* **Document extract**
####################

This was written for the Ithaca Voice by contributor Sara Belcher.

ITHACA, N.Y.—Eliza VanCort has always had an intimate relationship with communication. As a speaker, communications and career consultant, and author, she has spent a lot of time studying the way we communicate and knows what works and what doesn’t. Her debut book, A Woman’s Guide to Claiming Space: Stand Tall. Raise Your Voice. Be Heard. has just released, offering women an easy-to-follow guide on claiming the space they deserve in a variety of aspects—many of them through effective communication.

While VanCort could be considered an expert communicator now, she admits it was a long journey to learn the skills she has today, and she credits her local community with helping her build much of those skills.

From a young age, growing up in and around Ithaca, VanCort says she learned that being invisible was synonymous with safety, and she made herself smaller to cope with the traumas in her childhood.

“My mother was an absolutely fantastic mother by all accounts (…) then she became paranoid schizophrenic and she ended up kidnapping me three times,” she says. “When you live in a world where little girls are taught to be small and then you combine that with that level of trauma and a fear of the world, it is very, very difficult to claim space.”

Thankfully, VanCort had her local community supporting her from a young age. She says her father put her in therapy early while local women offered their direct support to her as she began to redefine and reclaim her space. In her local Big Brothers Big Sisters community, former Assistant Dean of Students at Cornell Alice Green would spend hours with her on the weekends, while her kindergarten teacher Roberta Wallitt would take her home on weekdays when her father was working “as if I were her own.”

####################

* **Information provided**
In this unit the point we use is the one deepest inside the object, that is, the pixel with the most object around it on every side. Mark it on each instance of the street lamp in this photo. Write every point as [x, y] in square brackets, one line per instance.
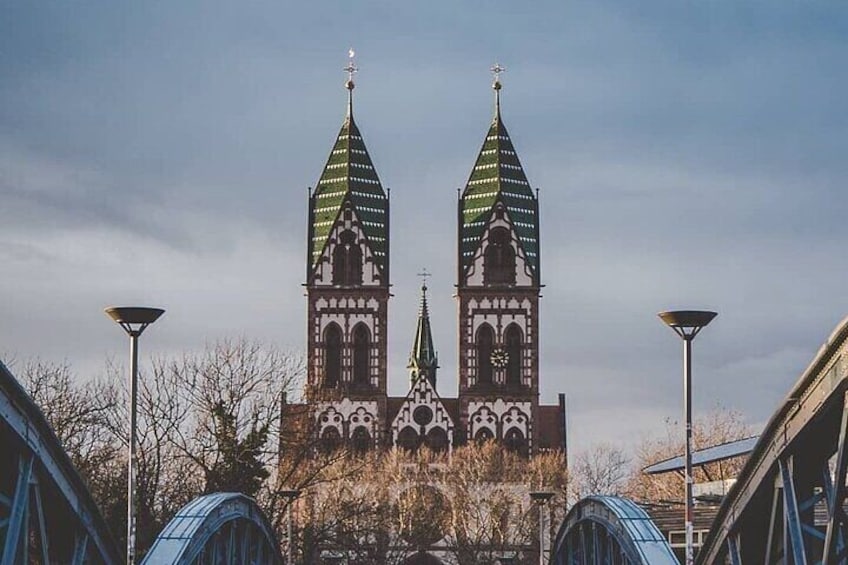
[134, 320]
[687, 324]
[541, 498]
[290, 496]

####################

* **Description of the task**
Resume the Ithaca Voice article about Eliza VanCort above, picking up right after its last sentence.

* **Answer section**
“People have talked about me as if I have some sort of super power, and I think it’s really important to understand that nobody does this alone. Nobody,” she says. “I had all these women, who are extraordinary women in their own right, taking care of me. Pulling me into their orbit. Loving me. Nurturing me. And I think my story is not a story that proves you can overcome anything alone, if you’re strong enough — my story is a story that proves that a child can go through tremendous trauma, and if their community rallies around them, they can do great things despite how their life started.”

In 2014, VanCort’s communication skills were once again put to the test after she was involved in an accident; while out for a bike ride, she was hit head-on by a driver who was texting and driving and suffered a bilateral brain injury and a subdural hematoma. She says that her injury forced her to rewire her brain and relearn the communications skills she had spent much of her life building.

“After seeing a Facebook post, where I typed with my eyes closed — because I couldn’t look at the screen because it hurt — [Katie Spallone] said to me, ‘I think you really need to keep writing Eliza. Just write every day and send it to me.’”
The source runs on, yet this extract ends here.